*** Opening Records ***
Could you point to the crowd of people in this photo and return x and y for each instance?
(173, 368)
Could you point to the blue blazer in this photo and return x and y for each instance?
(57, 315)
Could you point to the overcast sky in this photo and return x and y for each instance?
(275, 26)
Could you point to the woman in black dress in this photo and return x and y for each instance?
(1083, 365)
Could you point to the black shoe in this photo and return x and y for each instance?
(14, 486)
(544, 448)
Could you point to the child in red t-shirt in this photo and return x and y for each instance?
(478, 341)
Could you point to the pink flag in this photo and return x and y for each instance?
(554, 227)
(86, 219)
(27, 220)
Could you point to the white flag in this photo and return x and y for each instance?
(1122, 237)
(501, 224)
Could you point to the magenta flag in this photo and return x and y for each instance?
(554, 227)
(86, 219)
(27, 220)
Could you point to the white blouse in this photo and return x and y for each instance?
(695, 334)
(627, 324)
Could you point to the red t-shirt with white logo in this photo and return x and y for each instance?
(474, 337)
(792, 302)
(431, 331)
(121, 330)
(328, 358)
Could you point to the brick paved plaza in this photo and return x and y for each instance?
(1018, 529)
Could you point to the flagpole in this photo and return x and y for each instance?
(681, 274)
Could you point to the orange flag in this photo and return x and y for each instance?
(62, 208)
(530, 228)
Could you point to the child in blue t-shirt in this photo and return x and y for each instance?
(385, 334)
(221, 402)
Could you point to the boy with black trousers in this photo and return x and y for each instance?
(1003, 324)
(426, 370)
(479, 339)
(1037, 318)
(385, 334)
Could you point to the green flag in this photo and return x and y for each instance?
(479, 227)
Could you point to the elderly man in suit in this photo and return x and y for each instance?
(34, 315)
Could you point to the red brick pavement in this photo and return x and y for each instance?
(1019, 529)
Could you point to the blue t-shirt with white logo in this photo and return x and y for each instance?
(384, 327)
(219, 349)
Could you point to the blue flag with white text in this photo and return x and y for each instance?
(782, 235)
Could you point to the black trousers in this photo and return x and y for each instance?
*** Closing Records ***
## The task
Give back the entire listing verbatim.

## Expected output
Could you point to the crowd of people in this photo and return x and y for each instance?
(173, 368)
Could you point to the blue blazer in this photo and return x and y for each instance?
(57, 315)
Could you point to the overcast sky in this photo and return x and y for each instance?
(275, 26)
Could you point to the woman in black dress in this photo and return x and y for each instance?
(1083, 365)
Could you point to the black shoe in this photo and return x and y for each instance?
(14, 486)
(544, 448)
Could you point to the child in red t-shirt in this photo and return x and y for each instance?
(478, 341)
Could you point to the pink flag in this photo and return x and y for each instance?
(554, 227)
(86, 219)
(27, 220)
Could you point to the white flag in this photo and return x and y for each instance?
(1122, 237)
(501, 224)
Could you point to the magenta flag in this photo and return x and y for each instance?
(554, 227)
(86, 219)
(27, 220)
Could you point to the white blouse in this photo and return x and y for each instance?
(695, 334)
(627, 324)
Could you point to the red t-shirt with white logo in this photo and return x and y for each instance?
(474, 337)
(792, 302)
(431, 331)
(121, 330)
(328, 358)
Could you point to the brick paved plaza in this photo and return x and y for each instance?
(1018, 529)
Could you point to the flagpole in this photo and return x and y for each instance?
(681, 274)
Could you point to the orange flag in this photo and return x and y for each instance?
(62, 208)
(530, 228)
Could you point to the child in blue t-shirt in this photo and return x and y for each instance?
(385, 334)
(221, 402)
Could you point to the boy with black trousers in this photo and return x and y for each instance?
(1003, 324)
(426, 370)
(479, 339)
(1037, 318)
(385, 334)
Could you point to the green flag in this photo and return x and y for each instance?
(479, 227)
Could you point to the elderly man in suit in this photo and return x and y for each instance?
(34, 315)
Could you point to the red brick pavement in this photo and return x and y for each instance?
(1019, 529)
Could you point to the blue t-shirt with white logo in this photo and return x and y for each instance?
(384, 327)
(219, 349)
Could you point to the blue flag with white text in this photo and return x and y for each instance?
(782, 235)
Could you point to the black trousers in this photo and return x and y for each instance?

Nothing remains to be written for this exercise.